§ Task instructions: Turn the listing below into a numbered list with any blank lines dropped, starting at the line that contains "Exam question 12: Outline the region occupied by the elderly" and stopping after the line that contains "[0,512,452,950]".

§ Provided material:
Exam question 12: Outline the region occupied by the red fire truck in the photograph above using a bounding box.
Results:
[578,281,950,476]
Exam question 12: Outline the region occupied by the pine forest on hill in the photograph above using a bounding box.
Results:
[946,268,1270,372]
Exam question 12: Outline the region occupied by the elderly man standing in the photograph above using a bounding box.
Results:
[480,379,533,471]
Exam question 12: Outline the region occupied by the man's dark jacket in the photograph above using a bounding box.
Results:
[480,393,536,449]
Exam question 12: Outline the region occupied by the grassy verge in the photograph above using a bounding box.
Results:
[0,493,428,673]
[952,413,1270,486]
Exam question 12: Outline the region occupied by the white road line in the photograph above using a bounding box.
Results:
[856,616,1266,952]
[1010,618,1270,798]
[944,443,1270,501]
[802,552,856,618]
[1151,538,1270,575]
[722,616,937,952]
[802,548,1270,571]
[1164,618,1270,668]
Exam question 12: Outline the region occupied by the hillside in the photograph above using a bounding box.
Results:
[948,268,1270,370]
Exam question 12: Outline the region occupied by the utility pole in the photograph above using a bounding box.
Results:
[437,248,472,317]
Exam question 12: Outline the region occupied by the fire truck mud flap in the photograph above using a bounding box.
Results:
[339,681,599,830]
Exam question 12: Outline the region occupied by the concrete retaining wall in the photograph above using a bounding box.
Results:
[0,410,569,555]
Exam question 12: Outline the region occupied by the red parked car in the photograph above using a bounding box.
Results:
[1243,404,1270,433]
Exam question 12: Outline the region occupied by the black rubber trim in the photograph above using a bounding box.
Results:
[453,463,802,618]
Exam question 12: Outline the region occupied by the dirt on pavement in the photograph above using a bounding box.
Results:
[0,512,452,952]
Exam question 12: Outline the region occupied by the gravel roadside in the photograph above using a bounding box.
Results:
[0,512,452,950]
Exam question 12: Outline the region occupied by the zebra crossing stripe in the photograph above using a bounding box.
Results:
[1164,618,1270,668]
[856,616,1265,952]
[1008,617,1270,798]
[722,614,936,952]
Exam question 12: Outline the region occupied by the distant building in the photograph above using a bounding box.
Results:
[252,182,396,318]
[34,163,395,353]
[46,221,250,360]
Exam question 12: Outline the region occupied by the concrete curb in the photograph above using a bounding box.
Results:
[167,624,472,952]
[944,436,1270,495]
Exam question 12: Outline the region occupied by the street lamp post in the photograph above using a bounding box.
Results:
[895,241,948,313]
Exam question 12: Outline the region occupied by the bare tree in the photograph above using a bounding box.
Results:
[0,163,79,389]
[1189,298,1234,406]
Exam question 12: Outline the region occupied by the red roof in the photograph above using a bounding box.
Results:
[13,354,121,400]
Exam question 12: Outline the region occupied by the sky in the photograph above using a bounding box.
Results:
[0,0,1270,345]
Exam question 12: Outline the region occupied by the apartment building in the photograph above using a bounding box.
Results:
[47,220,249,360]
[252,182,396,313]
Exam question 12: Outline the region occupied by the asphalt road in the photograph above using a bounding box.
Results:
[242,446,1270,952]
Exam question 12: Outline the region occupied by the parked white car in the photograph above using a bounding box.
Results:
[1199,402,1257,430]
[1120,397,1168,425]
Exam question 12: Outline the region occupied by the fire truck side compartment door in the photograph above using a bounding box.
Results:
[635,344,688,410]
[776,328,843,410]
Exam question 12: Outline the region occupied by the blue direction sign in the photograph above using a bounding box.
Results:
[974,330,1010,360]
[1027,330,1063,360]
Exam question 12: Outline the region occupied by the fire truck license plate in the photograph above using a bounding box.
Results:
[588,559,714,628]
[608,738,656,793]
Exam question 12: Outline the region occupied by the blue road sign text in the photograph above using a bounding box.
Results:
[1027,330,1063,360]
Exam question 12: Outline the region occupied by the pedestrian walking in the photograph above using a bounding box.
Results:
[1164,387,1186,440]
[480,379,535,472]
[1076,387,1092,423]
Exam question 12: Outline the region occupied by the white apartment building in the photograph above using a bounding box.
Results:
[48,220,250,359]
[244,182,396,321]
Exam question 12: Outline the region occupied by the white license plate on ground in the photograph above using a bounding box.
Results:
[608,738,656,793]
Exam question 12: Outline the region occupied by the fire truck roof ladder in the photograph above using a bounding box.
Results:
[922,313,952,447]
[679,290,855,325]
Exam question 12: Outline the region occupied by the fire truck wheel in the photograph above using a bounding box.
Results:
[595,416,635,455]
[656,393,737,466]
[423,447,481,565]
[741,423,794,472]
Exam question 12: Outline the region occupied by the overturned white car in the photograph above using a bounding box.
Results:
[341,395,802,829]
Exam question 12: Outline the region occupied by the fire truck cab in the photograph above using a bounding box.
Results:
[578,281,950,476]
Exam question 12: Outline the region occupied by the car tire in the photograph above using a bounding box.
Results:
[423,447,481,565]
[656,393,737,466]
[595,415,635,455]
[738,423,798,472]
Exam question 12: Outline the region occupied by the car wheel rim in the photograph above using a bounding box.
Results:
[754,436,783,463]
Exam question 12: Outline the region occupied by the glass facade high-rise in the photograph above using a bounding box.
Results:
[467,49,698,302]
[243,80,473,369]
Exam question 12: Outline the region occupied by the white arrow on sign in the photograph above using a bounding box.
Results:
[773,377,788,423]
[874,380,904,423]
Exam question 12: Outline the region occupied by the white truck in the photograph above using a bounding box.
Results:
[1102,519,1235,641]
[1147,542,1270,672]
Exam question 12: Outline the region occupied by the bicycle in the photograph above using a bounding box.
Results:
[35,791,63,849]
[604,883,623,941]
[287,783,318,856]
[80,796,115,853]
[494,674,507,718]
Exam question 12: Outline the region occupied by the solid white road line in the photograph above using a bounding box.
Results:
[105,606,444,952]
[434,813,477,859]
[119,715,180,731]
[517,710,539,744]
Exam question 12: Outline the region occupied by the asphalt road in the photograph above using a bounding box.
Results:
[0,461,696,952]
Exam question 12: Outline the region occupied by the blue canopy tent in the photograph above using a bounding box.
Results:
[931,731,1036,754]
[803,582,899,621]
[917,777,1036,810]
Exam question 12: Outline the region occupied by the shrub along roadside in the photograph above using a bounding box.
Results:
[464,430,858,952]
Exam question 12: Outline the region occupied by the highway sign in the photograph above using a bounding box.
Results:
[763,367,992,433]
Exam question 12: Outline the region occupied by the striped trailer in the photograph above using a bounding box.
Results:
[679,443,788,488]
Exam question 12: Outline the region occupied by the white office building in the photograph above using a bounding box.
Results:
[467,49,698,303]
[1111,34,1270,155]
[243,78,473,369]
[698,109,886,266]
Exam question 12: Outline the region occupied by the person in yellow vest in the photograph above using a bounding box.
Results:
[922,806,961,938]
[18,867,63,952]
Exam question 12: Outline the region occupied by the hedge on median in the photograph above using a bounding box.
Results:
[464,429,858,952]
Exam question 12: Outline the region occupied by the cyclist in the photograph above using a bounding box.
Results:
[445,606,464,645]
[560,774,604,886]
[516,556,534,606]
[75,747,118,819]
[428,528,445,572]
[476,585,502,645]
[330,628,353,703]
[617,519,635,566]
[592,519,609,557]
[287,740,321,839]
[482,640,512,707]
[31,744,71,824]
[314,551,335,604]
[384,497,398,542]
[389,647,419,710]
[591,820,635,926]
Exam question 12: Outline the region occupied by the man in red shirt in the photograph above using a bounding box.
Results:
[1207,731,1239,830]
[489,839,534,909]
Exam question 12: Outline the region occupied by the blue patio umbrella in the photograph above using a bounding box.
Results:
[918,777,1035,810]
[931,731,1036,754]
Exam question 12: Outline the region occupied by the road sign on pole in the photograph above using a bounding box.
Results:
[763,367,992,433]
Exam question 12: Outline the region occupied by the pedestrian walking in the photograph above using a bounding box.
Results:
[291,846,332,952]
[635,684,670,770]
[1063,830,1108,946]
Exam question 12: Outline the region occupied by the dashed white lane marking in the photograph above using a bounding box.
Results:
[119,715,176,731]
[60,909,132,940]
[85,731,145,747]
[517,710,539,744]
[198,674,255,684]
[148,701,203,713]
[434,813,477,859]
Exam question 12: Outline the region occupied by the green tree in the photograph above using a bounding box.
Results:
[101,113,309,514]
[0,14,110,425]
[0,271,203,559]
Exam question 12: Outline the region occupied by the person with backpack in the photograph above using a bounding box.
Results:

§ Answer:
1. Exam question 12: Outline the region occupied by the elderly man standing in the photograph above using a bounding box.
2. Results:
3. [480,379,533,471]
4. Exam question 12: Outline the region occupied by the man's dark jacket in the photograph above using a bounding box.
5. Results:
6. [480,393,536,449]
7. Exam question 12: Outline the region occupied by the grassy verge in the photograph above using a bounding box.
8. Results:
9. [0,493,428,673]
10. [952,413,1270,486]
11. Exam question 12: Outline the region occupied by the white road line in the photograph above using a bounding box.
12. Results:
13. [856,616,1266,952]
14. [1010,618,1270,798]
15. [944,443,1270,501]
16. [802,552,856,618]
17. [1151,538,1270,575]
18. [722,616,937,952]
19. [802,548,1270,571]
20. [1164,618,1270,668]
21. Exam question 12: Outline the region occupied by the hillside in the photograph above using a bounding box.
22. Results:
23. [948,268,1270,370]
24. Exam question 12: Outline the region occupied by the utility pole in the photograph above using a bounding box.
25. Results:
26. [437,248,472,317]
27. Exam question 12: Outline the region occupied by the fire truck mud flap in the photograph above using a bounding box.
28. Results:
29. [339,681,599,830]
30. Exam question 12: Outline the region occupied by the concrete retaining wall in the photograph above using a bounding box.
31. Results:
32. [0,410,569,555]
33. Exam question 12: Outline the region occupied by the red parked car in the photograph above using a bounding box.
34. Results:
35. [1243,404,1270,433]
36. Exam question 12: Outline the region occupied by the black rubber trim in the photograph above using a bounding box.
37. Results:
38. [453,463,802,618]
39. Exam question 12: Outline the region occupied by the dirt on pavement in the photograph above using a bounding box.
40. Results:
41. [0,512,452,952]
42. Exam question 12: Outline the region occupied by the gravel roadside in the photograph above using a bounding box.
43. Results:
44. [0,512,452,950]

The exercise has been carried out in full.